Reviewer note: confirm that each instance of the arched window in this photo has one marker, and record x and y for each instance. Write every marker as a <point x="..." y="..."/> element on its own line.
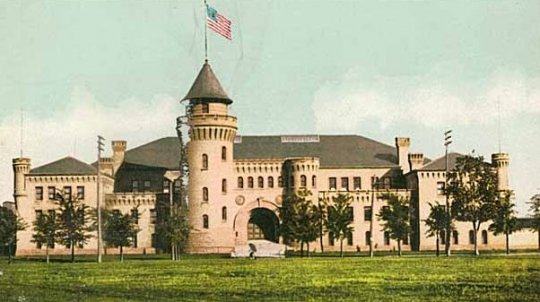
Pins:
<point x="224" y="213"/>
<point x="205" y="221"/>
<point x="455" y="235"/>
<point x="205" y="194"/>
<point x="484" y="237"/>
<point x="240" y="183"/>
<point x="471" y="237"/>
<point x="205" y="162"/>
<point x="386" y="238"/>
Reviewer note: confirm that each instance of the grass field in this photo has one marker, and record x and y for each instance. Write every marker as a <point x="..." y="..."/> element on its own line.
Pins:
<point x="459" y="278"/>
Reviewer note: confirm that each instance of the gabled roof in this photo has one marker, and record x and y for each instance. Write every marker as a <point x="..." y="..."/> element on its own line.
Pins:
<point x="163" y="153"/>
<point x="65" y="166"/>
<point x="207" y="86"/>
<point x="439" y="164"/>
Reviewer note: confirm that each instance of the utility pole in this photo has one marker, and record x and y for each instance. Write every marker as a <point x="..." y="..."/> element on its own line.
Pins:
<point x="447" y="142"/>
<point x="373" y="185"/>
<point x="98" y="201"/>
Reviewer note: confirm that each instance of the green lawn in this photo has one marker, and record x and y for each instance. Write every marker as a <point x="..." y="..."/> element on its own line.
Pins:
<point x="459" y="278"/>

### What you have to do
Could the listing above be transcribed exactly, with the pictures left out?

### Answer below
Reviewer note: confirm that each instance of the arched window in this photo has one marker, and record x and y for each instance. Write every marker as a <point x="..." y="..."/> element on its own line.
Pins:
<point x="224" y="213"/>
<point x="205" y="221"/>
<point x="455" y="235"/>
<point x="205" y="194"/>
<point x="484" y="237"/>
<point x="240" y="183"/>
<point x="471" y="237"/>
<point x="205" y="162"/>
<point x="386" y="238"/>
Reviewer note: confirm that each instance of the grass field in this photo has one marker, and record x and y for each instance. Write every marker as a <point x="..." y="..."/> element on its own line.
Pins:
<point x="459" y="278"/>
Reviewer note: confirm that each instance of the gabled roof in this photo has one marker, and record x and y for each instance. Write every marker as a <point x="..." y="..."/> element on its own line.
Pins:
<point x="163" y="153"/>
<point x="65" y="166"/>
<point x="207" y="86"/>
<point x="439" y="164"/>
Reviewer note: confirm that each instance of the utility pole in this photo has one marker, and record x and y for each instance. Write every marker as a <point x="..." y="..."/> element on its own line.
Pins:
<point x="447" y="142"/>
<point x="373" y="185"/>
<point x="98" y="201"/>
Reviewer note: confirm that each instance of the green lawn in this photo has one marker, and record x and y for each instance. Write every marker as a <point x="..." y="..."/> element on its own line.
Pins:
<point x="459" y="278"/>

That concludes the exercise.